» **Required task**
Identify each line in the entries below that contains the word "flower", and copy every such line in full.

» **Data to process**
§ §
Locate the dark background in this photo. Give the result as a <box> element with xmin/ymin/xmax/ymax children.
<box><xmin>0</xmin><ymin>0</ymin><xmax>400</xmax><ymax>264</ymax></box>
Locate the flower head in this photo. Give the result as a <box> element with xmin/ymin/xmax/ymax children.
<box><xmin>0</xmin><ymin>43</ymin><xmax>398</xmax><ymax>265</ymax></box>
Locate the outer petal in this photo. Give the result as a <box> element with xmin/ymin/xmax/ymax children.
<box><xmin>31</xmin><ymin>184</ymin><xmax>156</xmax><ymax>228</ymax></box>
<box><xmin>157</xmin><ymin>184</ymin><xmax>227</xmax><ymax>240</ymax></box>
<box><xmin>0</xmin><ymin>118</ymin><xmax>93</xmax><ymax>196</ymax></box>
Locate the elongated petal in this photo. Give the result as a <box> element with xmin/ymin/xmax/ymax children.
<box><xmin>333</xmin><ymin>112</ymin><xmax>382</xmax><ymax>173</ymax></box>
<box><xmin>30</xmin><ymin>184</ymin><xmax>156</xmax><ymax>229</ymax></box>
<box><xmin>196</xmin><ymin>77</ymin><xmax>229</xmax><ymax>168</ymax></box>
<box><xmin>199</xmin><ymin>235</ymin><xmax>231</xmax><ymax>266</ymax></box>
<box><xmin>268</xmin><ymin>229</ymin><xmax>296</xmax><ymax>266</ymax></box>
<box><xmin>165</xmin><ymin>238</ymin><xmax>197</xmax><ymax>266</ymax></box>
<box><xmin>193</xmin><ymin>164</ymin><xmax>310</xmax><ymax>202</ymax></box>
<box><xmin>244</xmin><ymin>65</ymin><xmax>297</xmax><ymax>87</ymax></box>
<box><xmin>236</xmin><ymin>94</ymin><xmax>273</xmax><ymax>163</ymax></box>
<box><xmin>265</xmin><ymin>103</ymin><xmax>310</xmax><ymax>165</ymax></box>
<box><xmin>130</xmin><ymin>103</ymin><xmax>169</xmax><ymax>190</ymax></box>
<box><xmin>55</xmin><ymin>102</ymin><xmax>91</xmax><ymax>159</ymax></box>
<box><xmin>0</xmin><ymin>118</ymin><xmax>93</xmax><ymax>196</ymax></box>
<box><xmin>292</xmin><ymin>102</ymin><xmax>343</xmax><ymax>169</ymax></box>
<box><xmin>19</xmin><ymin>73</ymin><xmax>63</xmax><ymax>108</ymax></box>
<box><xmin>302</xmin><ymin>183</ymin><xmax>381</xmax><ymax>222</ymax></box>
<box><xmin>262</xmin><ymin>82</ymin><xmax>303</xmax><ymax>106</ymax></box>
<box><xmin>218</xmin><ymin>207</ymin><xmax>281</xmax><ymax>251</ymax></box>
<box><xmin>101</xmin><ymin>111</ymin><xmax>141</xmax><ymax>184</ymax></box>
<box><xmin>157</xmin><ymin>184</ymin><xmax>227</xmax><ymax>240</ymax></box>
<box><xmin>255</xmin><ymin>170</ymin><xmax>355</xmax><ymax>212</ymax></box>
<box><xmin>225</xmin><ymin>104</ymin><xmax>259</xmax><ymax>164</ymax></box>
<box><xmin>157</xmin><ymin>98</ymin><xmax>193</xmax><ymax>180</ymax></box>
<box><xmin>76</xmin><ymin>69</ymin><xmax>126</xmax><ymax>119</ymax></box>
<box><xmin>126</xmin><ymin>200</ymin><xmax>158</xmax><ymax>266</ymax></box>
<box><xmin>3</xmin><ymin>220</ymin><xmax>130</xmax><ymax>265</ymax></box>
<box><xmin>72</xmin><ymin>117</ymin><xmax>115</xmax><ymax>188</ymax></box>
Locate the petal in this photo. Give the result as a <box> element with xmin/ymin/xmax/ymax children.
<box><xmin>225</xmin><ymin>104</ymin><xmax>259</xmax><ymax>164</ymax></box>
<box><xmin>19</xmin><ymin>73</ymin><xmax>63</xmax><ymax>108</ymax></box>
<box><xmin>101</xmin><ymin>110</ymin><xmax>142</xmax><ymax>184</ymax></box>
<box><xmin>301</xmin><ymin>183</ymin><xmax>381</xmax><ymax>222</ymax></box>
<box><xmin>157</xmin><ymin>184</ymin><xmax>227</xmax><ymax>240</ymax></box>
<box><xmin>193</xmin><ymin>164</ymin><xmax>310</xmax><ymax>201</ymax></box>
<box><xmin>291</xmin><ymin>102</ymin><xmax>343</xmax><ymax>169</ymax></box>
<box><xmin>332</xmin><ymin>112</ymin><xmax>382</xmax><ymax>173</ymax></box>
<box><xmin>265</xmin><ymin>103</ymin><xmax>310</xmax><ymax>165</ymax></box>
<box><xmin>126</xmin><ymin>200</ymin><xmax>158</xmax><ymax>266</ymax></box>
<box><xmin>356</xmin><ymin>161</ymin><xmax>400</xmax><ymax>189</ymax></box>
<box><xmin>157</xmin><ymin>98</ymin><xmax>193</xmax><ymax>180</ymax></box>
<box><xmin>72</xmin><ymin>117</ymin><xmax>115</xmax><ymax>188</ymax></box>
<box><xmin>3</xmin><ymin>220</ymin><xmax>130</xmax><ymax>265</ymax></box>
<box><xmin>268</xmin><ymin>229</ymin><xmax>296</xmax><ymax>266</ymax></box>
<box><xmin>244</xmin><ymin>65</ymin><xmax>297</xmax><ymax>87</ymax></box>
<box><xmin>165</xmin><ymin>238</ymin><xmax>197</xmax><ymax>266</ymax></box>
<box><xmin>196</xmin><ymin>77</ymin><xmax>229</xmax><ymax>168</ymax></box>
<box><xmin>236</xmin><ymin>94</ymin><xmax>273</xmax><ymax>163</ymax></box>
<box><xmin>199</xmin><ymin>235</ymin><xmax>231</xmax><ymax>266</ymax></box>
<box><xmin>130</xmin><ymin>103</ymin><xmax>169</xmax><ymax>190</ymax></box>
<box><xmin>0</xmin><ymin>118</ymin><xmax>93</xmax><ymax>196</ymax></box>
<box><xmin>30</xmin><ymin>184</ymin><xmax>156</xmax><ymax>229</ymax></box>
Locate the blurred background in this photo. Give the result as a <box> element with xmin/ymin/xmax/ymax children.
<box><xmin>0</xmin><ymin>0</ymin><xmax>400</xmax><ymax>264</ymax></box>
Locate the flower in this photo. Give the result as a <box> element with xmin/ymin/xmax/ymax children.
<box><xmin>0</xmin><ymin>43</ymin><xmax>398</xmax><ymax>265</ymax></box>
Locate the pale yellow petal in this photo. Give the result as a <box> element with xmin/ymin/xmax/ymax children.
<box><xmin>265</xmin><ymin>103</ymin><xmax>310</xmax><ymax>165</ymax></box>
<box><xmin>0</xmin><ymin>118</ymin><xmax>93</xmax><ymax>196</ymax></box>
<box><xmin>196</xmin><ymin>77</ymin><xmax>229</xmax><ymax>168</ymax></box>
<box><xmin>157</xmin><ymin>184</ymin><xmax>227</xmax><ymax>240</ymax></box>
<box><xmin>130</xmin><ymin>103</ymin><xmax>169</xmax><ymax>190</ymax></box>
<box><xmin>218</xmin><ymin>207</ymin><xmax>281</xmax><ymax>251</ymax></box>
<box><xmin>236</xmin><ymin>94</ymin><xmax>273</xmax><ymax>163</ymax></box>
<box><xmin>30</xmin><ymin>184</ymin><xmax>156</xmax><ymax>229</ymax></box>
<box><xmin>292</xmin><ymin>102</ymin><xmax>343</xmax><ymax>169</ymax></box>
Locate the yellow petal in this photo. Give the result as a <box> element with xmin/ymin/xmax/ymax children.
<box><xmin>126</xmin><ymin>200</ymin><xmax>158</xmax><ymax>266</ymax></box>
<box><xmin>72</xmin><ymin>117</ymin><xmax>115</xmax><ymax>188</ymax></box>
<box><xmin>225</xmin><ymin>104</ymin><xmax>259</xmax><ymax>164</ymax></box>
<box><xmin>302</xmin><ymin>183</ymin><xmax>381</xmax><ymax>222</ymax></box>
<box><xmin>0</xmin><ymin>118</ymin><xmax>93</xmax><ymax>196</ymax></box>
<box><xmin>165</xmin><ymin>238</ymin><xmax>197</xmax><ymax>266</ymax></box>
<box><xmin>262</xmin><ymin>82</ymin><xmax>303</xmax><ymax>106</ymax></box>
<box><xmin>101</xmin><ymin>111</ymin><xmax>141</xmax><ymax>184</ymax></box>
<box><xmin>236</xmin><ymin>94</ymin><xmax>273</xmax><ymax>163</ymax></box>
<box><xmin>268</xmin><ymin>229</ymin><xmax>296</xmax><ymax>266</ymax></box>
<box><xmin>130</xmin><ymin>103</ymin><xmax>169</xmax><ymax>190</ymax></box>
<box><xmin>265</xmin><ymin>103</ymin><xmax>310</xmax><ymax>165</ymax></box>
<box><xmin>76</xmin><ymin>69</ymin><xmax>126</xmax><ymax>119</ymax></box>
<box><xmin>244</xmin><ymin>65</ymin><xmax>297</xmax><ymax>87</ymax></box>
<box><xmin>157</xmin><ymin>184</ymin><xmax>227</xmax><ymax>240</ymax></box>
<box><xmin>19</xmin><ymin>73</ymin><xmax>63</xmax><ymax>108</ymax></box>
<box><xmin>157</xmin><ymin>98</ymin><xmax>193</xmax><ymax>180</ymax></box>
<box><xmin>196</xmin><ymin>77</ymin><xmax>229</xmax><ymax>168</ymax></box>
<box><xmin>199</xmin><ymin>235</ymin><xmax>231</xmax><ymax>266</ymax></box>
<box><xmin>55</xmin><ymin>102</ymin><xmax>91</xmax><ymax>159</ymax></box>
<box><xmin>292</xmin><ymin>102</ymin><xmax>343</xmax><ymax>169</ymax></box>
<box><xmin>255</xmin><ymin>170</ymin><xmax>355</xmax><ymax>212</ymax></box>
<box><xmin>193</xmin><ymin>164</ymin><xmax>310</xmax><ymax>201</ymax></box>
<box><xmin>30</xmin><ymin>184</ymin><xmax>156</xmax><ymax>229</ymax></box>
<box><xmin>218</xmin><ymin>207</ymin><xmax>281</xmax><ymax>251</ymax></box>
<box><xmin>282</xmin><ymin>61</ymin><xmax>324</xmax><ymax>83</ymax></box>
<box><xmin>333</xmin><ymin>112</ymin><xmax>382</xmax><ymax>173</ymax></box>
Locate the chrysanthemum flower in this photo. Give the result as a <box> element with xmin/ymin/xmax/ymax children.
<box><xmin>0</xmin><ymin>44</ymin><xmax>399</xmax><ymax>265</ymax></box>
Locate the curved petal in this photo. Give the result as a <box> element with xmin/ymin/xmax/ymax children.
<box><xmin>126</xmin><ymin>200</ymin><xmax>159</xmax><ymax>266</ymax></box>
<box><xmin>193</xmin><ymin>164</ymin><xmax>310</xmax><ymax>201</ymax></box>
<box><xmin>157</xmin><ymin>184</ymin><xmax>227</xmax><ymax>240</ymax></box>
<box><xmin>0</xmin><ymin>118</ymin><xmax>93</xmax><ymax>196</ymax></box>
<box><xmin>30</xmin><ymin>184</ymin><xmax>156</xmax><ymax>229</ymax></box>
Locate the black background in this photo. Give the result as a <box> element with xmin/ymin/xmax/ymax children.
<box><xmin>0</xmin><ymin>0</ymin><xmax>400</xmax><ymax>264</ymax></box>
§ §
» **Output**
Locate the flower head in this photo. Give the result as a <box> element with xmin/ymin/xmax/ymax children.
Locate the flower in this photo. Give the result as a <box> element with xmin/ymin/xmax/ymax children.
Locate the chrysanthemum flower in this photo. Give the result as a <box> element with xmin/ymin/xmax/ymax children.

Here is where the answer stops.